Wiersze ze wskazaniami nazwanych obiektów
※
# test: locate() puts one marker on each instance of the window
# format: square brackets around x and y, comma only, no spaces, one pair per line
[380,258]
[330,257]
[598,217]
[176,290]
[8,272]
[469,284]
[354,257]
※
Należy przekształcić wszystkie powyższe wiersze w listę JSON złożoną z ciągów znaków, w której każda linia stanowi osobny ciąg, a puste linie zostają pominięte.

W odpowiedzi
[
  "# test: locate() puts one marker on each instance of the window",
  "# format: square brackets around x and y, comma only, no spaces, one pair per line",
  "[380,258]",
  "[330,257]",
  "[598,217]",
  "[176,290]",
  "[8,272]",
  "[469,284]",
  "[354,257]"
]